_SET TASK 1_.
Answer these questions about the shrimp casserole thread, please:
(a) At what temperature, and for about how long, is the casserole cooked?
(b) What does Delicious-chefD suggest substituting for the shrimp?
(c) According to Addie, what does cooking canned shrimp twice do to it?

_GIVEN TEXT_.
# Shrimp Casserole



## Delicious-chefD (Dec 8, 2011)

What you will need:
-1/2 lb shrimp (canned, or frozen, thawed, and deveined)
-1/2 cup sour cream
-1/2 cup cream cheese
-1tsp  worshire sauce
-1-2 cups cheese: 
 *quattro formaggio (trader joes) it's a shredded blend of:
Parmesan/ Asiago/ fontina/ mild provolone 
-egg noodles
-celery
-1/2 yellow onion
-parsley
-ruffles potatoe chips (broken up, I like to put in zip lock bag and crush up a little bit) 

How to make:
- boil your noodles and drain
-in pan, sauté:
chopped celery
onion
chopped parsley
shrimp
seasoning (salt, pepper, garlic salt, paprika)
- in a large bowl mix:
sour cream
cream cheese
sauteed shrimp, celery, onion mixture
1-2 cups of cheese
worshire sauce
noodles
-pour your mixture into a casserole dish
-on top of your casserole sprinkle remaining cheese and crumble ruffles potatoes chips
-cook 350 about 20minutes until lightly browned on edges 

Enjoy


----------



## Dawgluver (Dec 8, 2011)

Sounds really good!  Thanks!


----------



## vitauta (Dec 8, 2011)

a very interesting-looking recipe, but i guess i'm wondering about the use of canned (already cooked) shrimp for sauteing in the dish?  i have never used canned shrimp for cooking.  do you think frozen shrimp would work just as well in this recipe?


----------



## Delicious-chefD (Dec 8, 2011)

Frozen shrimp would probably be very good! When I made this recipe canned shrimp was what I had available to me  you may also enjoy turning this into a tuna casserole and substituting the shrimp for tuna... Very satisfying meal


----------



## vitauta (Dec 8, 2011)

thanks, dcd!  yes, i like the idea of tuna, too....


----------



## Addie (Dec 9, 2011)

vitauta said:


> a very interesting-looking recipe, but i guess i'm wondering about the use of canned (already cooked) shrimp for sauteing in the dish? i have never used canned shrimp for cooking. do you think frozen shrimp would work just as well in this recipe?


 
Same here. Canned shrimp? That is cooking it twice and that makes it tough. And I have never seen a can of shrimp where the shrimp were large enough to appreciate.


----------



## salt and pepper (Dec 9, 2011)

Sounds good. Sorry some people are not much into canned shrimp , as I am not into them either. Maybe you can edit it to read : shrimp of your choice ,size ,  amount.
 I'm thinking Crawfish myself!!
    Joey


----------

_ENTRIES_.
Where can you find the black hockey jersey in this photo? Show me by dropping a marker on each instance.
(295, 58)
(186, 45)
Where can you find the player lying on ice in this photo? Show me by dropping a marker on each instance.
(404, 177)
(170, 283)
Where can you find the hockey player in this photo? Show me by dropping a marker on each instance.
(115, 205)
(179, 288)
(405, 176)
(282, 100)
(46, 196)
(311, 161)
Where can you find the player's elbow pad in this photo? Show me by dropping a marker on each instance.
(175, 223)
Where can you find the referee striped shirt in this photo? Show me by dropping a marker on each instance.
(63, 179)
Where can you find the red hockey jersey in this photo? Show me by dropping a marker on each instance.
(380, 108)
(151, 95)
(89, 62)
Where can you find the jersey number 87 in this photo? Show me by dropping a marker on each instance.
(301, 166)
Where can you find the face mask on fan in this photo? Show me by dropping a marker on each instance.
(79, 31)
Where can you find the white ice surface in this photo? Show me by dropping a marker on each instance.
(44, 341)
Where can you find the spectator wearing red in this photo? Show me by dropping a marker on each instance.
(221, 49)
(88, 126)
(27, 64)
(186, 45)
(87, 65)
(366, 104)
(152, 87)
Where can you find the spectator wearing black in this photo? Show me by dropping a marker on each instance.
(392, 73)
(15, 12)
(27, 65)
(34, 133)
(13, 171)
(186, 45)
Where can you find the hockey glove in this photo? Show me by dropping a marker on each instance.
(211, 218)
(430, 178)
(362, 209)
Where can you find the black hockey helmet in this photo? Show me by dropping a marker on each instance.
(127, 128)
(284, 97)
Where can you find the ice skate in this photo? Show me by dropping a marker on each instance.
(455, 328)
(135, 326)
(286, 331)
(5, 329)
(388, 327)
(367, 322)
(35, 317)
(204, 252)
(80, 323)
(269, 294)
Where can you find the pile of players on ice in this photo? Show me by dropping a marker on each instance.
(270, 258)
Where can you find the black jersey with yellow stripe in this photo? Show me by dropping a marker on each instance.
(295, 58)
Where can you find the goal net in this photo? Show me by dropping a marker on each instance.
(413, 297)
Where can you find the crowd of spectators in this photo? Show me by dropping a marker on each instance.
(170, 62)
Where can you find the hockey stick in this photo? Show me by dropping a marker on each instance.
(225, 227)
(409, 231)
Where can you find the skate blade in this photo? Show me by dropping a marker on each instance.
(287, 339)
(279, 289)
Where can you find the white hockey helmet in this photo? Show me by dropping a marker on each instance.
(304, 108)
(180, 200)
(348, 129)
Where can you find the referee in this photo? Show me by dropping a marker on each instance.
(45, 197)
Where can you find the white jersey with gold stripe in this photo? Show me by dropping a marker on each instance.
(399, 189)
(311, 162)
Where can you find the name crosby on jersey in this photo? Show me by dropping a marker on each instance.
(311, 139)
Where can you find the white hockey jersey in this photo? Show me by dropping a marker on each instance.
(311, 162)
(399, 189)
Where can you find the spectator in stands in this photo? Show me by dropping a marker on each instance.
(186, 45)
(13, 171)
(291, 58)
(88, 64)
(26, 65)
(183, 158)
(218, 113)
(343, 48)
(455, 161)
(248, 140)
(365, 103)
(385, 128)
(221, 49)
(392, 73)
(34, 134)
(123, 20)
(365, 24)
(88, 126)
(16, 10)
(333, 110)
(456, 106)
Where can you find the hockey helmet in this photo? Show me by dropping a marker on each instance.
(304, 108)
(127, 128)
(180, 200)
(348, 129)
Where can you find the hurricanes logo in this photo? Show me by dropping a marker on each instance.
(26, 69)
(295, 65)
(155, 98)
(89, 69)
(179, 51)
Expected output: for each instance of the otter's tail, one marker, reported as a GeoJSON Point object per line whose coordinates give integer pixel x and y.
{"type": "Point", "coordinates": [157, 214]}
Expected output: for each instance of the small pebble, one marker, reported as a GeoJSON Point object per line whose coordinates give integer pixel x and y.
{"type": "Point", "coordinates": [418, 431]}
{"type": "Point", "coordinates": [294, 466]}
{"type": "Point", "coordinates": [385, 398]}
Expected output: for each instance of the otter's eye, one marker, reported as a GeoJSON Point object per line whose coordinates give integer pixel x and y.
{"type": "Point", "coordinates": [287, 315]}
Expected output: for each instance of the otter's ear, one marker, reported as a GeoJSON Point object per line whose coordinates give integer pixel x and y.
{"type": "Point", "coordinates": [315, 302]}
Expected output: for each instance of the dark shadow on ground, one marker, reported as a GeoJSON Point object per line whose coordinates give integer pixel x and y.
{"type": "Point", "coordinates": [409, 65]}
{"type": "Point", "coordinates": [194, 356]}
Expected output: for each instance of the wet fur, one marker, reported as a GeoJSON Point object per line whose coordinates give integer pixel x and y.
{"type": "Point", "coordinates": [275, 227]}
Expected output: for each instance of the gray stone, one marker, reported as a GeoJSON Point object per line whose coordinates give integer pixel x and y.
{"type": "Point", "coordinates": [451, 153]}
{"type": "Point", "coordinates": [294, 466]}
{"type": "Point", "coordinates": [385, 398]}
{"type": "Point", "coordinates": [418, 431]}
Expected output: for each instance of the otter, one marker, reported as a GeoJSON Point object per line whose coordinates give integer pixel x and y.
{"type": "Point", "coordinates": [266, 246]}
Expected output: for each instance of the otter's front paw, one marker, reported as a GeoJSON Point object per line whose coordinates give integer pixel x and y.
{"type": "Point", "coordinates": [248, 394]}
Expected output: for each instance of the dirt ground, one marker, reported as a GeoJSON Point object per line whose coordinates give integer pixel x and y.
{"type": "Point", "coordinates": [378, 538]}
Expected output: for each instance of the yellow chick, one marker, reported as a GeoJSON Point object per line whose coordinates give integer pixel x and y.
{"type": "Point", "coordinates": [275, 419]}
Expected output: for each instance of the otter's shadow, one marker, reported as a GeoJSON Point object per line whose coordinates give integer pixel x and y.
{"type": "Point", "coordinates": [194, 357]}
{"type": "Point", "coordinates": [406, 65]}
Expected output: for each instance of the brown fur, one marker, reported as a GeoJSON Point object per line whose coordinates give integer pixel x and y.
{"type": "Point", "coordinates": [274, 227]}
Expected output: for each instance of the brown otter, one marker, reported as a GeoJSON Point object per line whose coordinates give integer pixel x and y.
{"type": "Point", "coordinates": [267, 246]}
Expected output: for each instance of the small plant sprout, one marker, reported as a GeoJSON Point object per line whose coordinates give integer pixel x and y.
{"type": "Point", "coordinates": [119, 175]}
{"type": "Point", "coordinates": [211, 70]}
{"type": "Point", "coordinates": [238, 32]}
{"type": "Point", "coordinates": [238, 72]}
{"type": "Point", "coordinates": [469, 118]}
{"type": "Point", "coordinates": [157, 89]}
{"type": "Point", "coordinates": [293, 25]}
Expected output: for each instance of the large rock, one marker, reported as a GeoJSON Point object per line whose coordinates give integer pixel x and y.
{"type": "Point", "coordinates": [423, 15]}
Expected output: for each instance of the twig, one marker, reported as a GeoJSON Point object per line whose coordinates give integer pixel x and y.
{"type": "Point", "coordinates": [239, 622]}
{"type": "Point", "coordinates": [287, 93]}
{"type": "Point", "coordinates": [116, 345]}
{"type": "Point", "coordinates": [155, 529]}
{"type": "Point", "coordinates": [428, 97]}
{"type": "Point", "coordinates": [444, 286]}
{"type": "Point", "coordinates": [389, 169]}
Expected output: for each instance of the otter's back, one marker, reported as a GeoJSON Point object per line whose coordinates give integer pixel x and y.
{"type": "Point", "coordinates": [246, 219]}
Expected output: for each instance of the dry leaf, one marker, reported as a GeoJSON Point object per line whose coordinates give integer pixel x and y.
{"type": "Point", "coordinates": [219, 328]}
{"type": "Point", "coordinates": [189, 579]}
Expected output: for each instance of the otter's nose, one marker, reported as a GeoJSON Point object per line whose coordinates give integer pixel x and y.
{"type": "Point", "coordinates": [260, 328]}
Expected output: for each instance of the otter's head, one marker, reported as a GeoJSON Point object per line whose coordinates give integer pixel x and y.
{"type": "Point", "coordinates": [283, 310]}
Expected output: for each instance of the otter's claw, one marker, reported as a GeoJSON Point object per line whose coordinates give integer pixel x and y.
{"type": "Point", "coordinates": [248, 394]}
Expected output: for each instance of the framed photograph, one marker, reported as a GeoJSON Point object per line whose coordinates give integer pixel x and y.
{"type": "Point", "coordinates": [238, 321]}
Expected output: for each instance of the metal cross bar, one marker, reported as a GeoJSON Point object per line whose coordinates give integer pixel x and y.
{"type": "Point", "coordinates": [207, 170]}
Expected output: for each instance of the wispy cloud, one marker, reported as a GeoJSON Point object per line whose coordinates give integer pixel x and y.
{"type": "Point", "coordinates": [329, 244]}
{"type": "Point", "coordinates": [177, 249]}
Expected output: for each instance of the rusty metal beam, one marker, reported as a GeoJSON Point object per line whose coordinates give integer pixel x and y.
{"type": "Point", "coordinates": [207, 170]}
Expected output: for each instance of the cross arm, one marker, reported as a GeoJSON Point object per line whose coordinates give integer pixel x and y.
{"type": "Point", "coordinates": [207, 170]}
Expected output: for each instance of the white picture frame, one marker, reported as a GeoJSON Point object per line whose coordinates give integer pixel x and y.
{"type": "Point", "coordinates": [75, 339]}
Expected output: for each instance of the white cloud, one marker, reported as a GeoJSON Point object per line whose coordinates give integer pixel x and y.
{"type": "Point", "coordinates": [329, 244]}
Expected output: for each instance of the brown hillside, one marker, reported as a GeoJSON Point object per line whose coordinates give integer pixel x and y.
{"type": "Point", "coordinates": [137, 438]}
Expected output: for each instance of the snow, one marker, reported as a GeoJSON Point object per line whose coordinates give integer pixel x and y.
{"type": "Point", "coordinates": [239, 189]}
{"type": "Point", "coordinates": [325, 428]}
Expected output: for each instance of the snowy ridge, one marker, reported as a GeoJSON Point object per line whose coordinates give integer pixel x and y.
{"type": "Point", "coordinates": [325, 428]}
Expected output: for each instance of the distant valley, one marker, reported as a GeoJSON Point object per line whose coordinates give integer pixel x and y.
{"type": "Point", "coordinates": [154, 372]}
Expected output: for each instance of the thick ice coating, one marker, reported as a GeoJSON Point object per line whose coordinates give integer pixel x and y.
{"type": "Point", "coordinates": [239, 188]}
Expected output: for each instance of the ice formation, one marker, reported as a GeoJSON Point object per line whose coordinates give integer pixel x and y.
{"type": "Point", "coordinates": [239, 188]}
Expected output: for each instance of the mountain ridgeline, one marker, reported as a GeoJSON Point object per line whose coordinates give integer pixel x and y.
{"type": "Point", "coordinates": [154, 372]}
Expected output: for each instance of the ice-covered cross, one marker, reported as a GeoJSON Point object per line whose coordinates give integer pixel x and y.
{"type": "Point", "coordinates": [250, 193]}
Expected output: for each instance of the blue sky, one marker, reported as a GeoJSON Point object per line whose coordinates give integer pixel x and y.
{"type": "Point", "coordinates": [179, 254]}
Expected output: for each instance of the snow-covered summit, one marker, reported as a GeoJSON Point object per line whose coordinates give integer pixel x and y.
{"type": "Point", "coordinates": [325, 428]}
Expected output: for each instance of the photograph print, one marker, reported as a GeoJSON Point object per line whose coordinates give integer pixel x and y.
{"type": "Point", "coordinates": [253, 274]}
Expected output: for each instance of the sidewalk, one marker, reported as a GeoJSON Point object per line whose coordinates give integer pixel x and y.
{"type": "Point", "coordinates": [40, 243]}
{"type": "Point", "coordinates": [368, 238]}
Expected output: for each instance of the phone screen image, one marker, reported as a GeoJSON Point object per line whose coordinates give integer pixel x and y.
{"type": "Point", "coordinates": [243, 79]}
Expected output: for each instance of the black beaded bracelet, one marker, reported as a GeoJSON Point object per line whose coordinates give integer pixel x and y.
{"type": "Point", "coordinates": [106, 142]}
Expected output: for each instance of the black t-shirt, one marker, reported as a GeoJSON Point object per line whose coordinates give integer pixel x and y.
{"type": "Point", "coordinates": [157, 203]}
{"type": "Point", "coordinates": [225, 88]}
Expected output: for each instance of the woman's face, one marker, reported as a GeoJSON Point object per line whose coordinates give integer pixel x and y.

_SET TASK 2_. Count the lines of the listing that contain the string "photograph", matching case exactly, and give only the number.

_FULL ANSWER 1_.
(a) 350, for about 20 minutes
(b) Tuna
(c) It makes it tough.

_FULL ANSWER 2_. 2